The input:
/---

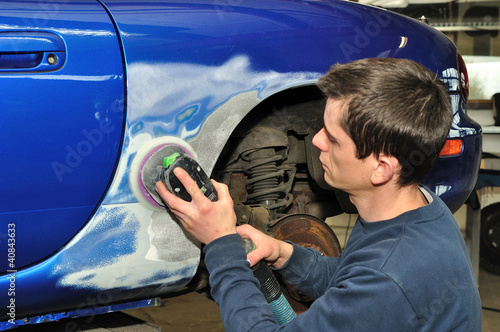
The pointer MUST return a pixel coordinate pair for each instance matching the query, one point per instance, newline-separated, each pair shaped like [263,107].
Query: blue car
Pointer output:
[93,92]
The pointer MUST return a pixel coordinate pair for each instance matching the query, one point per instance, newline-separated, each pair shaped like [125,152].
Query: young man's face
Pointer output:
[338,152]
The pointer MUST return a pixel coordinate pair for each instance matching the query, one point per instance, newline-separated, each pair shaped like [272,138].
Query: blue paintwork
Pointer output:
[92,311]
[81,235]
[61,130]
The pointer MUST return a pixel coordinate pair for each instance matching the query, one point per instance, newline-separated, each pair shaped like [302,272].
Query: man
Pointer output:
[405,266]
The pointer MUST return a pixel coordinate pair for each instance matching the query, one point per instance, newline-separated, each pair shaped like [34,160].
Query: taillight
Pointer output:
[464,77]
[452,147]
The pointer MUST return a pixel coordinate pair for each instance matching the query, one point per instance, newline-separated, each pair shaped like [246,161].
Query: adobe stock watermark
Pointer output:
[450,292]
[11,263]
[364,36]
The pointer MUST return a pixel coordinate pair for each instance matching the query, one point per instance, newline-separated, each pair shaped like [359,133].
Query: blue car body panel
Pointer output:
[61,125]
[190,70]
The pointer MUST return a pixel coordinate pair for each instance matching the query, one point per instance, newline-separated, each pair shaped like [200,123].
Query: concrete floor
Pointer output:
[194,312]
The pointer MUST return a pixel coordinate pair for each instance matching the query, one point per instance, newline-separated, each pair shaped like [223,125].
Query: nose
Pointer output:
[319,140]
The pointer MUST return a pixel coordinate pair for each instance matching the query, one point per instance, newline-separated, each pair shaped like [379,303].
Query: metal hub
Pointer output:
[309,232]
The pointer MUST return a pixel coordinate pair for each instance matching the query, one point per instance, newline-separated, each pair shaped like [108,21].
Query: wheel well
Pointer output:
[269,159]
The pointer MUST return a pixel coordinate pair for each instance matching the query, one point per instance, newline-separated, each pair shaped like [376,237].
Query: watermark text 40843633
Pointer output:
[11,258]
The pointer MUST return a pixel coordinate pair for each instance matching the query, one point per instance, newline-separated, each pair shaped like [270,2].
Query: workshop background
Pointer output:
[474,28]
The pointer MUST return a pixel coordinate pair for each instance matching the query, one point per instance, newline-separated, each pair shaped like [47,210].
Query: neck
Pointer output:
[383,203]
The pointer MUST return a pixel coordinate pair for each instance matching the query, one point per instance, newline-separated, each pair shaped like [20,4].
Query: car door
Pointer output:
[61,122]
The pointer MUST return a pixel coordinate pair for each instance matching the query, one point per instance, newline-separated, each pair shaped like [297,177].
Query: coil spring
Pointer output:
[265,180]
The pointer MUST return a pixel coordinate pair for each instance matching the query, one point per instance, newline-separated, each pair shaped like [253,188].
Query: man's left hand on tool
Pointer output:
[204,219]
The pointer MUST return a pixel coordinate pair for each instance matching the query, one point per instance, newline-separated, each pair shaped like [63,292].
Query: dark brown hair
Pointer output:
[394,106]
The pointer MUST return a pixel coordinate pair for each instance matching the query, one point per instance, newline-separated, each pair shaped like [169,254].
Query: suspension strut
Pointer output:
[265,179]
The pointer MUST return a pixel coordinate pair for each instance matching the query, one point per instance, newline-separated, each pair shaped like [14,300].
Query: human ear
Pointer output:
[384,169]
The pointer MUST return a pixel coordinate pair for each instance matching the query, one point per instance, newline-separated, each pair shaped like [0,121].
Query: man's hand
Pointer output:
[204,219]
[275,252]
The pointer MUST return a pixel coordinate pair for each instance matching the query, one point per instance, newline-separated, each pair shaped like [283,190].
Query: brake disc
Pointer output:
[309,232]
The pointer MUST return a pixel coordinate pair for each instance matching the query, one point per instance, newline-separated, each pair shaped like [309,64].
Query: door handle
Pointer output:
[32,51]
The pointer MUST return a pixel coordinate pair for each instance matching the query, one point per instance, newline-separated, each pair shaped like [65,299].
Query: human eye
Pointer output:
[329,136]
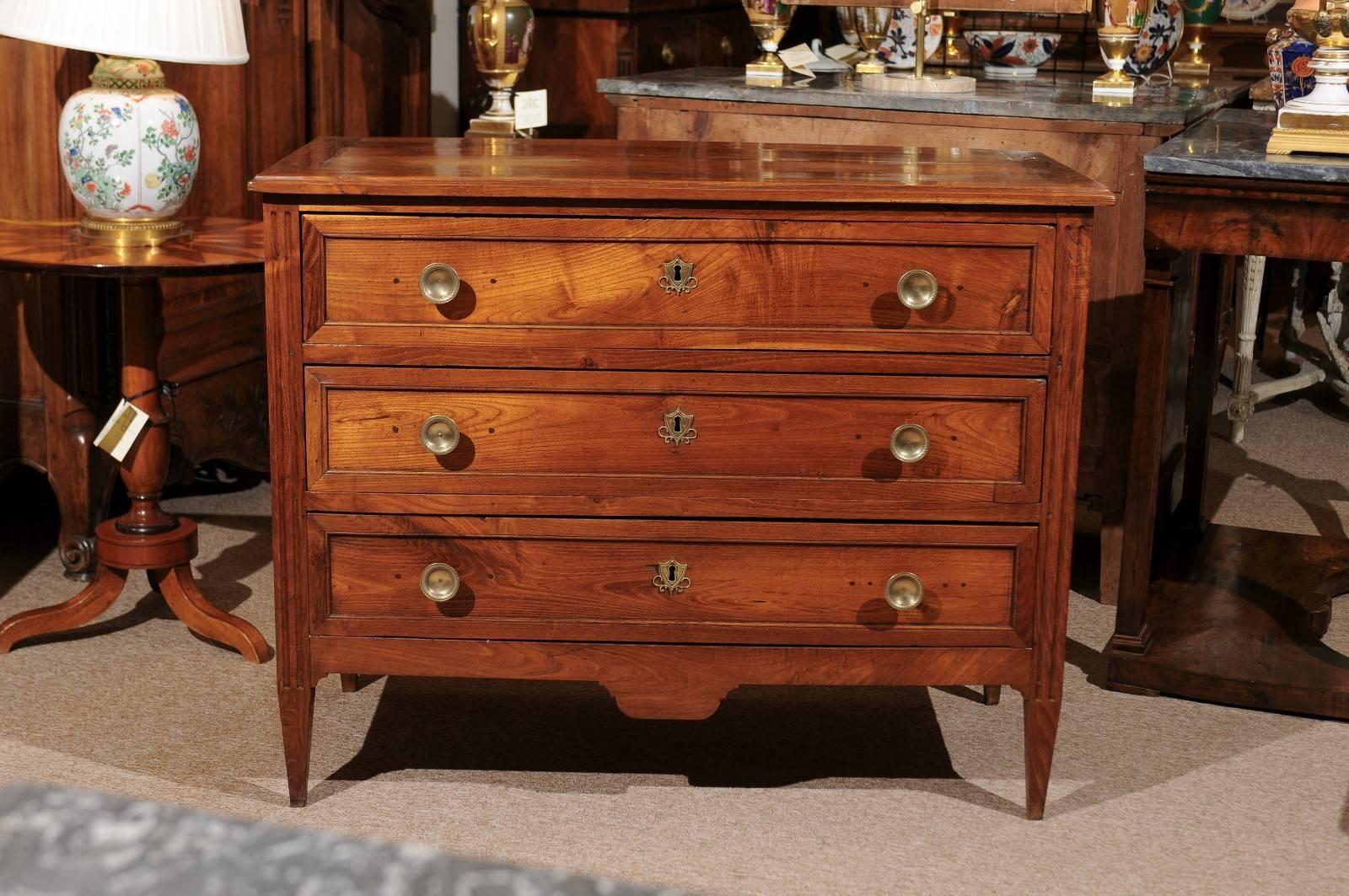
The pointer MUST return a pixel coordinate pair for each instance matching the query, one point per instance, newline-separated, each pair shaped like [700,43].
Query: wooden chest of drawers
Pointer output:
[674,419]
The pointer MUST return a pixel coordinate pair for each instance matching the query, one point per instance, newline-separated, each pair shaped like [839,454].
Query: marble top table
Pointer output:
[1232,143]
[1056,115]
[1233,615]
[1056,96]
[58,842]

\---
/---

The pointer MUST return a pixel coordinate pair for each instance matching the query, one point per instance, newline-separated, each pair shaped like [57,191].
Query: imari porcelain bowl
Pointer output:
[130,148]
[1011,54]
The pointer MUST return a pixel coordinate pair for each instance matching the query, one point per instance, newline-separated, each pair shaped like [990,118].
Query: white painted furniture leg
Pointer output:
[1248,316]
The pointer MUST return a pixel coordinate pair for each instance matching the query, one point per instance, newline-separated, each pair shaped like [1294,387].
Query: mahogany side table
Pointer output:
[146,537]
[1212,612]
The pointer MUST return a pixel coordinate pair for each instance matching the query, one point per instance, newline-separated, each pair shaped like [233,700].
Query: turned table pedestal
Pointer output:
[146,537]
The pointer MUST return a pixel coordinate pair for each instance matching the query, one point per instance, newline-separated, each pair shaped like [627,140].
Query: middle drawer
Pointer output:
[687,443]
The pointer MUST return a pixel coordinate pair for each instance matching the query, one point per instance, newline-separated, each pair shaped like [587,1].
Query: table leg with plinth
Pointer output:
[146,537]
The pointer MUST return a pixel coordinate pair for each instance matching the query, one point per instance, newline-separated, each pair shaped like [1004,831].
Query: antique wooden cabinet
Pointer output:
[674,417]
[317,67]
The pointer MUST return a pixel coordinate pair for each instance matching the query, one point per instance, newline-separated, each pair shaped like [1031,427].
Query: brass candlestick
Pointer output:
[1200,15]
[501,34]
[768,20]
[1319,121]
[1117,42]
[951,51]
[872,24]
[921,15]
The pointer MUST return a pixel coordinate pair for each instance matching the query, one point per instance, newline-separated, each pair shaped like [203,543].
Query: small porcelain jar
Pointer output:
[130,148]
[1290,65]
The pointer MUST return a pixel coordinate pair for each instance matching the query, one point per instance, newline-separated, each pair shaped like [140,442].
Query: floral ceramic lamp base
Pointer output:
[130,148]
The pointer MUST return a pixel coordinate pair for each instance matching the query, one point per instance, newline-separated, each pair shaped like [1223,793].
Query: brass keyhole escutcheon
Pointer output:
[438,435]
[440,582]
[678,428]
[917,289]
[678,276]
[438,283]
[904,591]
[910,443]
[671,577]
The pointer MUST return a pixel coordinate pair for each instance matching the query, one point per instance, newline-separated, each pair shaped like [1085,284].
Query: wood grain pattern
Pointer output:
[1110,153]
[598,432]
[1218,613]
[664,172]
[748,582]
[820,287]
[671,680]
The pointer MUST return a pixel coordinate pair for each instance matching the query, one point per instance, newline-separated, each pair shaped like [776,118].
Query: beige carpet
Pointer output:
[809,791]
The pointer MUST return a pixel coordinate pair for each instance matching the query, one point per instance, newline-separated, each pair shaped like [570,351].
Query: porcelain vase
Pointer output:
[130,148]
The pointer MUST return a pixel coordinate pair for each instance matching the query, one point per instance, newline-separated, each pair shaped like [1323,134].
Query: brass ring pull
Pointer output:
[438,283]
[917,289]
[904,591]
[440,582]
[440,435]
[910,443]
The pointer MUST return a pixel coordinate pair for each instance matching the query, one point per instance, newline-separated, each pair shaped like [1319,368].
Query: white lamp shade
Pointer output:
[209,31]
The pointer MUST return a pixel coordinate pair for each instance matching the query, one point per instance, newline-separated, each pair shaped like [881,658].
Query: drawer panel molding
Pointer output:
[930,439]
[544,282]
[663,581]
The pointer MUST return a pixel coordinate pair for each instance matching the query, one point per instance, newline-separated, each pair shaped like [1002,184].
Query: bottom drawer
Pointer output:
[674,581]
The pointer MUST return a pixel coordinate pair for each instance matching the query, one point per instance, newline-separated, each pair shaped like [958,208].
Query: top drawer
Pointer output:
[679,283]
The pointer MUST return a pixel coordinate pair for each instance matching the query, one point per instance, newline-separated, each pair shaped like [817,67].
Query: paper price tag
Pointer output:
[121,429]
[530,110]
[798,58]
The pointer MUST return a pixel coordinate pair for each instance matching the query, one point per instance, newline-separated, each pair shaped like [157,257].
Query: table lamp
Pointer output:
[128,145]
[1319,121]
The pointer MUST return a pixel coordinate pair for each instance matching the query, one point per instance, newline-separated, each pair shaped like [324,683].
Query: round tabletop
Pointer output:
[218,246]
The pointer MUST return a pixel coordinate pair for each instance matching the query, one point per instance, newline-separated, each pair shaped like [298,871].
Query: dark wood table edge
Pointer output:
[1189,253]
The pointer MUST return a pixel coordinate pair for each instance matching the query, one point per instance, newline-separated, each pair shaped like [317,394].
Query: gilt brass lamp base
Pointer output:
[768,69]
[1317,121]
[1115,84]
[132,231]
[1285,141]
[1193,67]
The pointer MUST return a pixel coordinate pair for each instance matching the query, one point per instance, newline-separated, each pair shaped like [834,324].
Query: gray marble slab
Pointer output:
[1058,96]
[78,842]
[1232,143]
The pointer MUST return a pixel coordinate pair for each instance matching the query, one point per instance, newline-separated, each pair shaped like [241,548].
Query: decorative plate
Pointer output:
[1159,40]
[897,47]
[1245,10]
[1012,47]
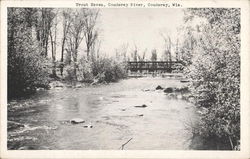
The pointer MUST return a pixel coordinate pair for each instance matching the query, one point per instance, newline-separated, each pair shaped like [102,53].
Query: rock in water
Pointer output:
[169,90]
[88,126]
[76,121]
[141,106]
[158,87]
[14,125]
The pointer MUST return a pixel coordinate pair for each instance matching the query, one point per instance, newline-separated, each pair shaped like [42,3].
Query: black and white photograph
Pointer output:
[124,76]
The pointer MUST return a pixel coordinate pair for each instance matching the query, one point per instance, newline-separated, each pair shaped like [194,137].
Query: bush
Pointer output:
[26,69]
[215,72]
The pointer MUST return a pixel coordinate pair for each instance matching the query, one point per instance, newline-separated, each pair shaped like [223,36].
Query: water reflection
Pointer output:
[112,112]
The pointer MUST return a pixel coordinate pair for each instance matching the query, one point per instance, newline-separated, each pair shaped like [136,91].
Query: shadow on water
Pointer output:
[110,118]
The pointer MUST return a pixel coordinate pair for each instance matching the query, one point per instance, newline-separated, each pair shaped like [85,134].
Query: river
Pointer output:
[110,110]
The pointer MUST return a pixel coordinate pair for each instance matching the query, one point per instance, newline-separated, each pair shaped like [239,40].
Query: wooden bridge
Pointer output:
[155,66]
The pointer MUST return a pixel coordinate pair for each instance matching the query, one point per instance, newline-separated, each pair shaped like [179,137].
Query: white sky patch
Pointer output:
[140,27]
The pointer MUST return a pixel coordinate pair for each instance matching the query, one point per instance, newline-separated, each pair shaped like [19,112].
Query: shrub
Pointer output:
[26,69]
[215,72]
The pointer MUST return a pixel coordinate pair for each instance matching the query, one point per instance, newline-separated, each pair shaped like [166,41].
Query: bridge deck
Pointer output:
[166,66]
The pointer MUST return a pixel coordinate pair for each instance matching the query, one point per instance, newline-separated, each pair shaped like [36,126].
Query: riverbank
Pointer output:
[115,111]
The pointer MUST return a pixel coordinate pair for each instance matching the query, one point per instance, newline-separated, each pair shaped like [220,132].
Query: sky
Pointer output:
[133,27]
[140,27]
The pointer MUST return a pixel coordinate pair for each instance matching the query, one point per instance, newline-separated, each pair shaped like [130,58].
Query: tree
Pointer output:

\---
/---

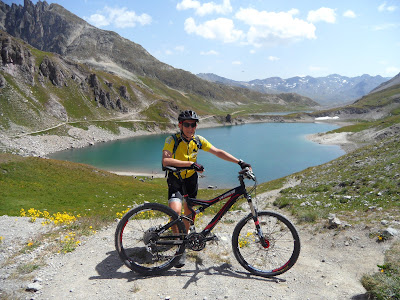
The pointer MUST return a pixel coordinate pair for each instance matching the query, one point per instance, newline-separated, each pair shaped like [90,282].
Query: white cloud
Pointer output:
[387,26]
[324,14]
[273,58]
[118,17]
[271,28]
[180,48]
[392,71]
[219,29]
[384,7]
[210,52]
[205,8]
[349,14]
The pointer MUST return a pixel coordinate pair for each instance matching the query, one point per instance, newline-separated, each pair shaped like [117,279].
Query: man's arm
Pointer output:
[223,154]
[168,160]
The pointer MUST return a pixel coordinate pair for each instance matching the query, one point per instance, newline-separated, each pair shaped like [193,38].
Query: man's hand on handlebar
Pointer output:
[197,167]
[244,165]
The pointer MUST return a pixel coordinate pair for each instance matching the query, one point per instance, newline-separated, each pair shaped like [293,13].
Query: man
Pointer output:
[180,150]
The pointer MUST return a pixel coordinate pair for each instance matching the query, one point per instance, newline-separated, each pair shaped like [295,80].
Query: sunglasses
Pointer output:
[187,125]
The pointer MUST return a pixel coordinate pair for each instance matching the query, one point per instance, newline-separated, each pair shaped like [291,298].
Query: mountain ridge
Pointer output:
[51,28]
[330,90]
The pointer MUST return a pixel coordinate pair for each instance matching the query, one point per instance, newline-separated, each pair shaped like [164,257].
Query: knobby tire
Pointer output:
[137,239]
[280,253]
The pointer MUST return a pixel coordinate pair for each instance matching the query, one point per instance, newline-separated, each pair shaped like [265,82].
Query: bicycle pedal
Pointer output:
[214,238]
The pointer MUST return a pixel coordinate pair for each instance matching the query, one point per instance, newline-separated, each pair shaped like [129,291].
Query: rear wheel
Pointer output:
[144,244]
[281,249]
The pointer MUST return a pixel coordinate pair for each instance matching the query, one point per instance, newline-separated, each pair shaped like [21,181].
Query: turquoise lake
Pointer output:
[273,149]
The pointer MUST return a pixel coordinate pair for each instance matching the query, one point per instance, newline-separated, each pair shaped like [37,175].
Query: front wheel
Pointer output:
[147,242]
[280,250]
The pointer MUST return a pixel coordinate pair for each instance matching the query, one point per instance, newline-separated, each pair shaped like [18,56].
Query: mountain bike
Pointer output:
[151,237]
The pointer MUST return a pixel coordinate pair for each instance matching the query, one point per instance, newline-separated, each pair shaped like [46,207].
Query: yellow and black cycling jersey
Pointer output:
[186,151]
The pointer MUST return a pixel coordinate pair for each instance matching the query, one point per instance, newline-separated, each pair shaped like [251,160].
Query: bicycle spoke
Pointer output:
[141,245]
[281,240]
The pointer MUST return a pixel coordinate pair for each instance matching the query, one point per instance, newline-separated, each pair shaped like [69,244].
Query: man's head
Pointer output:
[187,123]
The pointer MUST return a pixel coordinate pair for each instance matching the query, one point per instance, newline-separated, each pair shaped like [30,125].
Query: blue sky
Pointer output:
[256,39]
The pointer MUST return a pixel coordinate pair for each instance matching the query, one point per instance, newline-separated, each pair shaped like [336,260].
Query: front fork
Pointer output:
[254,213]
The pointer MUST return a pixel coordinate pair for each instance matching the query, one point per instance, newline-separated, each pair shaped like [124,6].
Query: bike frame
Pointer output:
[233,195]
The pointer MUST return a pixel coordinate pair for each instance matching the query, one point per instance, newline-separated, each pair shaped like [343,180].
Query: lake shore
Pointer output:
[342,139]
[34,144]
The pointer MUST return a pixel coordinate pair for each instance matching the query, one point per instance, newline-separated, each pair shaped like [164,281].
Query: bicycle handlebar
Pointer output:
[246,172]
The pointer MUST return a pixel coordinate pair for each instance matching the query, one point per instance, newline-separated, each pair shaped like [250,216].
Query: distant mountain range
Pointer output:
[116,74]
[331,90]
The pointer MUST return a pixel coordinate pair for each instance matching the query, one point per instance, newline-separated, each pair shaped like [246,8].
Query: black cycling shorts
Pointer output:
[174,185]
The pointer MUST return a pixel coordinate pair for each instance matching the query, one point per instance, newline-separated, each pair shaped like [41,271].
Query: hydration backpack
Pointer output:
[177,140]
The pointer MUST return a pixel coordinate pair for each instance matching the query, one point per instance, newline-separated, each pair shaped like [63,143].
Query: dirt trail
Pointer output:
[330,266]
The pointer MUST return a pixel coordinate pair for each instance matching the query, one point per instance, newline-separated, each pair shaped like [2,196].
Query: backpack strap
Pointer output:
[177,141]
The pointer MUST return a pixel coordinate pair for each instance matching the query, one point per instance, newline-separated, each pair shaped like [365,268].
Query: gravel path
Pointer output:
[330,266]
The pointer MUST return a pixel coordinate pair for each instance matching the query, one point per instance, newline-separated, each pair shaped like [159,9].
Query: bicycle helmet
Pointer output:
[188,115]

\---

What to do: Which lines in the records above contain the string "panel"? Pick out each one and copy it in full.

Problem solution:
Query: blue car body panel
Query: drawer panel molding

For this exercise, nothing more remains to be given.